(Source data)
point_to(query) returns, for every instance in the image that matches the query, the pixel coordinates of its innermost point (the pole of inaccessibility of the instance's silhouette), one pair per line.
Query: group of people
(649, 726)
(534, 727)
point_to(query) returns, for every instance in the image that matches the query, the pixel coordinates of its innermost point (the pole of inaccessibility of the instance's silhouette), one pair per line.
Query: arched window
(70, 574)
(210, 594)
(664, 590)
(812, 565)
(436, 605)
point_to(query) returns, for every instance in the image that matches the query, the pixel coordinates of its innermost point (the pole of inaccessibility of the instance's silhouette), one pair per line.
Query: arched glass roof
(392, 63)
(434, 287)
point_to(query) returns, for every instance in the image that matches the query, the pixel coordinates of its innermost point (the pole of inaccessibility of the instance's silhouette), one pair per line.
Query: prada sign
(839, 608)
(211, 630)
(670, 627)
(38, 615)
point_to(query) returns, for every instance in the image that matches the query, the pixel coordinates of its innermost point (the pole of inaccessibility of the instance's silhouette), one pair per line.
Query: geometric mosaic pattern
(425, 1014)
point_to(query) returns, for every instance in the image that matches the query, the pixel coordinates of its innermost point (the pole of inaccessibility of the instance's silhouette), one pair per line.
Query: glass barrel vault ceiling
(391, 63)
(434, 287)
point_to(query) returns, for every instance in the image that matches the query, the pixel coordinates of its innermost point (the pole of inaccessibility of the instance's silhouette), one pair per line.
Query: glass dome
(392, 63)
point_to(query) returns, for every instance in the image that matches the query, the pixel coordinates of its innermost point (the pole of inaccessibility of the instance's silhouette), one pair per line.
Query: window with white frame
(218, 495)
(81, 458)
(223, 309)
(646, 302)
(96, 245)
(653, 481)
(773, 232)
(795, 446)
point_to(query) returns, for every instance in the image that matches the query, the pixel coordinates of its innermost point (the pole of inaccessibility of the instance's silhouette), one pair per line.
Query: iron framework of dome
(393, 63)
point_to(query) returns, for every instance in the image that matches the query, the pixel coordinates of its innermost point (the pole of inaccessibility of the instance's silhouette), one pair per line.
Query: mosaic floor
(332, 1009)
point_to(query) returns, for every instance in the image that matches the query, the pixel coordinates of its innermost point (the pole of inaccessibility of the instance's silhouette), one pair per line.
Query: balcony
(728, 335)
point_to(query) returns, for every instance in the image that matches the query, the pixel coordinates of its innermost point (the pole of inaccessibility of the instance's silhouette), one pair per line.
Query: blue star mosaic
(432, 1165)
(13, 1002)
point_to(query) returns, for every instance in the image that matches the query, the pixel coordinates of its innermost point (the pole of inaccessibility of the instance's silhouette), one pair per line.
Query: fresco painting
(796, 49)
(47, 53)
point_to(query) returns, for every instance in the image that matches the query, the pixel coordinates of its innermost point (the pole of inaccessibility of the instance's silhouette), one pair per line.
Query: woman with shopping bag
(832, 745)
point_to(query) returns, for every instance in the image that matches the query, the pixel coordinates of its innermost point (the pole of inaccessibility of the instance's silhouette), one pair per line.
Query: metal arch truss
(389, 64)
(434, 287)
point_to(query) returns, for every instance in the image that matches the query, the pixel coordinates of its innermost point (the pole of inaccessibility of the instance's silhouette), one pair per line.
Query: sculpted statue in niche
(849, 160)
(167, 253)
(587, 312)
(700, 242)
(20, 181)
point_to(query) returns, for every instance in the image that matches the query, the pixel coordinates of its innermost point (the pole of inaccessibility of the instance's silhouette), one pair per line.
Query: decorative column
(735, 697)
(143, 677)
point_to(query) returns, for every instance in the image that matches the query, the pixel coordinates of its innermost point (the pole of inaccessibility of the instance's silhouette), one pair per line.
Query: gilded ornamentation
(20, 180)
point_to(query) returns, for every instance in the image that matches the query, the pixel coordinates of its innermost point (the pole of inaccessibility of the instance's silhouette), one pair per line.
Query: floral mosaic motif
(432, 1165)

What you should do: Reproduce the data shown above with every line intact.

Your solution:
point_to(query) returns, for every instance in the image that matches the query, the pixel coordinates of its innermost point (the pole of inaccessibility of the instance's silhouette), one pair per line.
Query: group of people
(649, 726)
(534, 727)
point_to(query) returns, for every instance in the image that matches the query, the pixel coordinates of its innermost point (the pole of inaccessibility of the instance's silhouette), one pair per line.
Query: arched window
(70, 574)
(210, 594)
(664, 590)
(812, 565)
(436, 605)
point_to(query) returns, for every instance in the image that matches the query, the pixel coordinates of its innermost point (the pole of inaccessibility of the instance's silhouette), one pair per line.
Query: arched glass roof
(392, 63)
(434, 287)
point_to(query) returns, for every instance in the image that matches the query, the pixel coordinates of its innermost point (the pole of inaccessibility of the instance's silhouette), one pair per line.
Query: prada sign
(839, 608)
(211, 630)
(670, 627)
(38, 615)
point_to(query) returns, for every instance in the image that matches the query, the pixel coordinates of its innermost point (the pole of inaccessibility of the instance's silhouette), one pair per line.
Query: geometric mosaic pattern
(425, 1014)
point_to(query) returns, for every instance in the image that matches the query, the pixel coordinates of its innermost point (the pole of inaccessibility of the instance's silhouette), one pair per line.
Query: glass barrel vault ceiling
(391, 63)
(434, 287)
point_to(query) returns, for every instance in the image that matches the query, the pixel coordinates of its innermost point (the pole of inaccessibility of the instance's silhouette), one pair per line.
Query: glass dome
(392, 63)
point_to(query) returns, for every instance in the image that matches the query, the pixel coordinates of its innermost point (the pole of inaccessibility of the instance's silhouette), one pair per line.
Query: window with white frame
(218, 495)
(81, 458)
(223, 309)
(646, 302)
(96, 245)
(653, 481)
(773, 232)
(795, 446)
point_to(query) returns, for every instance in the image that matches the query, the pixel coordinates of its innermost point (the pole of inaccessibility of the instance's silhouette), one pair per line.
Query: iron framework of dome
(393, 63)
point_to(query) returns, for every instance in the image that matches the query, the pixel coordinates of its innermost point (the pole of inaccessibility of the instance's silhouette), one pair per line.
Query: mosaic floor
(332, 1009)
point_to(query) returns, for every instance in the image that matches the query, the pixel coordinates of its innermost point (the pole of inaccessibility of the instance's silhouette), one pair per line.
Query: balcony
(728, 335)
point_to(query) returns, for every instance in the image that matches the query, the pixel coordinates of its innermost point (the pole of inaccessibility of the instance's silhouette), one pair per line.
Query: blue star mosaic
(432, 1165)
(13, 1002)
point_to(query) returns, for every instance in the image that matches the query, the pixel coordinates of its innermost point (the pole of inaccessibility of the instance's silhouette), one pair per line.
Query: fresco painting
(796, 49)
(47, 53)
point_to(query) returns, for every instance in the image that matches the query, the pixel coordinates of its innermost point (the pole of inaccessibility of the instance's silhouette), one pair per line.
Query: woman with shopping bag
(832, 745)
point_to(query) returns, for every instance in the image that matches the query, the pixel coordinates of its innermost point (the pole of inaccessibility of the instance's silhouette), one pair per line.
Query: metal arch truss
(389, 64)
(434, 287)
point_to(query) returns, for every instance in the image that matches the query, the pixel coordinates of its innermost point (the pole of inaccessibility of the instance's silhouette), one pair per line.
Query: sculpted statue in niche
(849, 160)
(167, 253)
(587, 312)
(700, 242)
(20, 181)
point_to(query) returns, for every instance in the image that matches the query, the pixel coordinates of its innermost point (the pole of inaccessibility of the instance's silhouette), one pair per line.
Query: decorative column
(735, 697)
(143, 677)
point_to(query) returns, for every instance in the image that matches the query, the pixel coordinates of its innermost point (the pole of inaccessibility of the instance's silhouette), one pair per line.
Query: gilded ornamentation
(20, 180)
point_to(query) returns, for every instance in the image that matches the query, the pixel coordinates of its innermost point (the pole of inaccessibility of the instance's silhouette), one pair per line.
Query: floral mosaic motif
(432, 1165)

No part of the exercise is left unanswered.